- OBJECTIVE
From the correlation module page below, copy everything from "This module is" down to "a separate method." word for word.

- PAGE
===
Analysis - Correlate

This module is for correlation analysis between multiple masts. The typical format is to give the method the site and reference MetMast or RefMast objects. The method then returns a DataFrame of results. Those results can then be applied with a separate method.

For example, correlations typically require two lines of text. One for running the actual correlation between masts and one for applying that correlation to synthesize missing data:

1
2
corr_results_10min = an.analysis.correlate.masts_10_minute_by_direction(ref_mast, site_mast)
syn_10min = an.analysis.correlate.apply_10min_results_by_direction(ref_mast, site_mast, corr_results_10min)
analysis.correlate.apply_10min_results_by_direction(ref_mast, site_mast, corr_results, ref_ws_col=None, ref_dir_col=None, site_ws_col=None, splice=True)[source]

Applies the slopes and offsets from a 10-minute correaltion, binned by direction, between two met masts.

Parameters:
ref_mast: MetMast
MetMast object
site_mast: MetMast
MetMast object
corr_results: DataFrame
slope, offset, R2, uncert, points for each direction sector
ref_ws_col: string, default None (primary anemometer assumed)
===
- RAW DATA
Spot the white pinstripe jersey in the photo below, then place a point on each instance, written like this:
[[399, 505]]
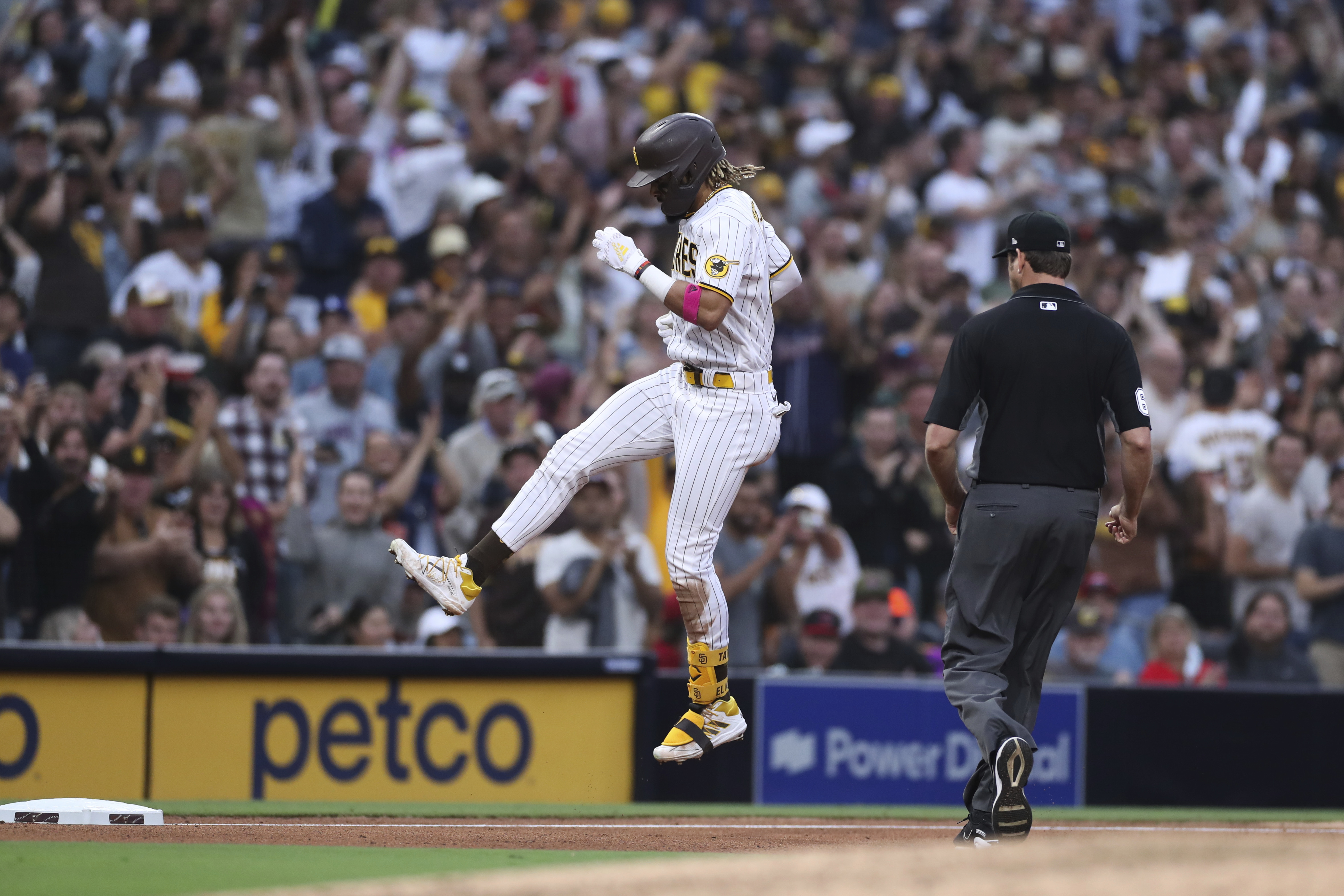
===
- REPLY
This module is for correlation analysis between multiple masts. The typical format is to give the method the site and reference MetMast or RefMast objects. The method then returns a DataFrame of results. Those results can then be applied with a separate method.